Write only the count of lines that hold the word "Outline" in the listing.

===== Input for this task =====

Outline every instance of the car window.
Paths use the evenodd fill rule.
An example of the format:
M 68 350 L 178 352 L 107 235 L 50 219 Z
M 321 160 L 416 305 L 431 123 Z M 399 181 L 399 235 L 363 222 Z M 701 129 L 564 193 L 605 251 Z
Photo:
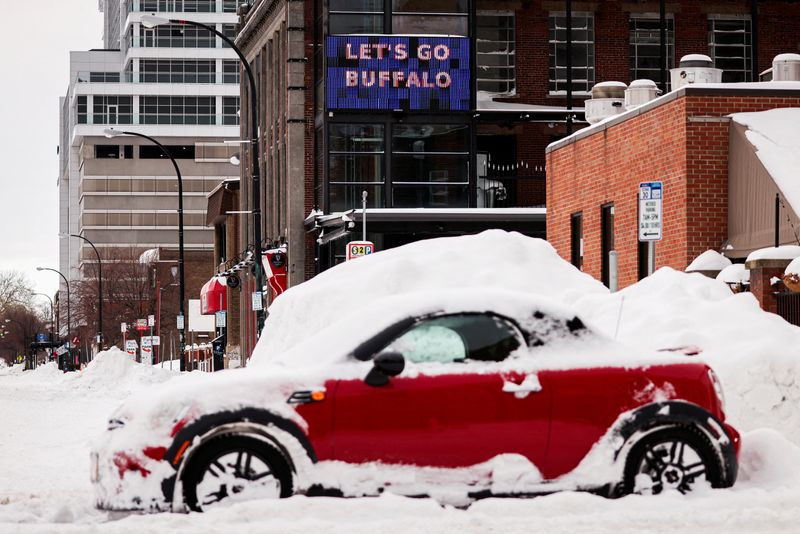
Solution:
M 521 345 L 507 321 L 485 314 L 448 315 L 415 324 L 382 352 L 399 352 L 414 363 L 503 361 Z

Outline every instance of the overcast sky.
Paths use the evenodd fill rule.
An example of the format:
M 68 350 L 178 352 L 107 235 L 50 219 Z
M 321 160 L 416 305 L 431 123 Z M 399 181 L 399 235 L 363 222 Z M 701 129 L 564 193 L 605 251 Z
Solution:
M 102 48 L 98 0 L 0 0 L 0 270 L 52 295 L 58 275 L 58 98 L 69 52 Z

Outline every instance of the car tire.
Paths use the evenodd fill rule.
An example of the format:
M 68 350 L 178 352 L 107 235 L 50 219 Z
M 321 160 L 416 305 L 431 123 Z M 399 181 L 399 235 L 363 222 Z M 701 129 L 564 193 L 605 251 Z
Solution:
M 625 462 L 623 493 L 657 495 L 673 489 L 694 490 L 703 480 L 724 486 L 719 455 L 696 427 L 657 430 L 638 441 Z
M 292 469 L 284 455 L 262 439 L 237 434 L 203 445 L 189 459 L 181 480 L 184 504 L 195 512 L 293 493 Z

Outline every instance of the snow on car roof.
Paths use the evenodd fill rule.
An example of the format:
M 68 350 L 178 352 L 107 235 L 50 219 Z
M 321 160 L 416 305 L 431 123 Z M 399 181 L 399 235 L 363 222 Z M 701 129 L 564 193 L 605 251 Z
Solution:
M 378 305 L 372 315 L 358 320 L 355 330 L 374 333 L 384 316 L 396 311 L 387 307 L 410 307 L 405 314 L 416 313 L 416 305 L 435 311 L 462 294 L 472 295 L 475 302 L 496 304 L 496 297 L 482 293 L 491 290 L 567 304 L 585 294 L 608 294 L 603 284 L 565 261 L 542 239 L 502 230 L 428 239 L 337 265 L 286 291 L 270 306 L 249 364 L 266 363 L 327 329 L 323 337 L 330 340 L 335 332 L 349 329 L 360 310 L 383 297 L 415 294 L 410 300 Z

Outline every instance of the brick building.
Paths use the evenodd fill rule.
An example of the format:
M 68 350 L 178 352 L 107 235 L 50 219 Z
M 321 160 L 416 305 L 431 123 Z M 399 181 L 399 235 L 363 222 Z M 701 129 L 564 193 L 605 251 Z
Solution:
M 636 282 L 647 275 L 639 184 L 660 181 L 657 267 L 684 270 L 709 249 L 744 261 L 772 246 L 781 191 L 759 177 L 757 159 L 752 168 L 746 164 L 756 149 L 730 116 L 799 106 L 798 82 L 686 86 L 554 143 L 547 149 L 548 240 L 606 284 L 608 253 L 616 251 L 619 287 Z M 778 241 L 793 243 L 795 210 L 784 205 L 779 216 Z M 754 274 L 754 291 L 762 285 Z
M 663 19 L 658 2 L 548 0 L 254 0 L 240 15 L 262 186 L 253 198 L 243 145 L 244 215 L 213 217 L 242 226 L 221 272 L 247 263 L 258 206 L 261 246 L 286 246 L 290 286 L 361 237 L 362 191 L 378 250 L 486 228 L 544 237 L 545 147 L 586 125 L 596 81 L 661 81 L 662 27 L 664 68 L 707 53 L 725 82 L 758 79 L 800 29 L 800 4 L 743 0 L 670 2 Z M 247 84 L 240 100 L 248 139 Z M 241 295 L 258 289 L 249 272 Z M 240 302 L 249 354 L 255 319 Z

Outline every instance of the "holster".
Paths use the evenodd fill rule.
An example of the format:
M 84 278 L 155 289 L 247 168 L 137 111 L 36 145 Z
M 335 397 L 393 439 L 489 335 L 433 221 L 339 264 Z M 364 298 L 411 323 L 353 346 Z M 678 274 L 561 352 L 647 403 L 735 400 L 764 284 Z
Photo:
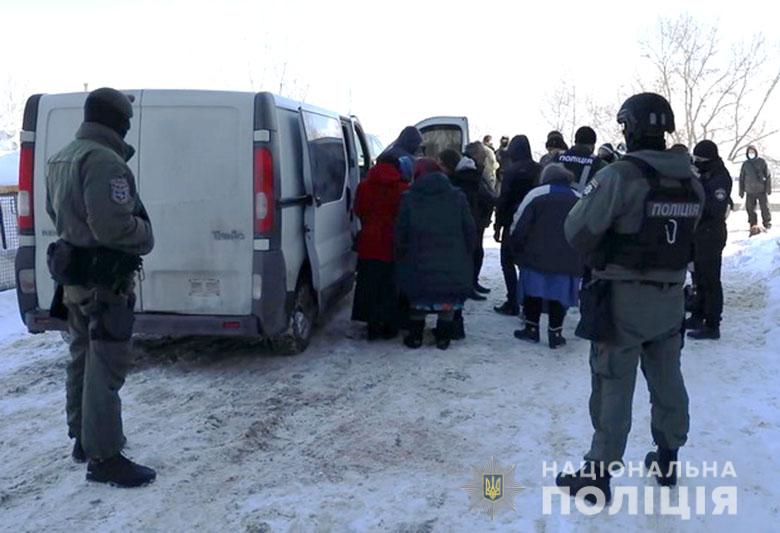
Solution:
M 595 279 L 580 291 L 580 323 L 575 335 L 592 342 L 605 342 L 612 333 L 612 282 Z
M 59 285 L 100 285 L 121 290 L 141 270 L 143 260 L 102 246 L 79 248 L 59 239 L 46 250 L 46 263 Z

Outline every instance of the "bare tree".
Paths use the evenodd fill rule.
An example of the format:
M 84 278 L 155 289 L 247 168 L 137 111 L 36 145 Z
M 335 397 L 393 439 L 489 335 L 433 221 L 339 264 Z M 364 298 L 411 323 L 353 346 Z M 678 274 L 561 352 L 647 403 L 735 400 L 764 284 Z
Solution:
M 247 43 L 246 49 L 261 48 L 258 54 L 247 59 L 249 85 L 255 90 L 272 91 L 293 100 L 305 101 L 309 93 L 309 84 L 301 81 L 288 57 L 288 46 L 280 51 L 271 44 L 266 35 L 260 46 Z
M 574 139 L 580 126 L 590 126 L 600 142 L 616 142 L 621 139 L 616 122 L 617 109 L 623 98 L 620 88 L 609 102 L 597 100 L 593 95 L 578 91 L 577 86 L 561 80 L 550 93 L 542 117 L 550 128 L 560 131 L 564 138 Z
M 0 152 L 19 147 L 25 96 L 24 87 L 10 77 L 0 84 Z
M 749 144 L 778 132 L 763 114 L 780 81 L 780 64 L 770 61 L 762 35 L 724 48 L 717 26 L 685 14 L 661 19 L 640 46 L 654 72 L 640 85 L 672 103 L 675 142 L 692 147 L 711 139 L 725 145 L 724 155 L 734 161 Z

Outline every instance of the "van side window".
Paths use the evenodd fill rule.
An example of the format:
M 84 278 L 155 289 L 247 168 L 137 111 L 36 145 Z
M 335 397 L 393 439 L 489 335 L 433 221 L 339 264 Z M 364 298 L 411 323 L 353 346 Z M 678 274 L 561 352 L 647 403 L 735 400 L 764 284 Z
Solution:
M 347 179 L 344 135 L 338 119 L 303 112 L 314 194 L 323 204 L 340 200 Z

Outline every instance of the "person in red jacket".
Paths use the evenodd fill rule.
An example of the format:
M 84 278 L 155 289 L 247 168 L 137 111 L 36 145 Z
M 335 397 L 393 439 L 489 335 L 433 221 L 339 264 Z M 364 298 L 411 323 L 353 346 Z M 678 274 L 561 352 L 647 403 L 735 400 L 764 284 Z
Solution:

=====

**Answer to this problem**
9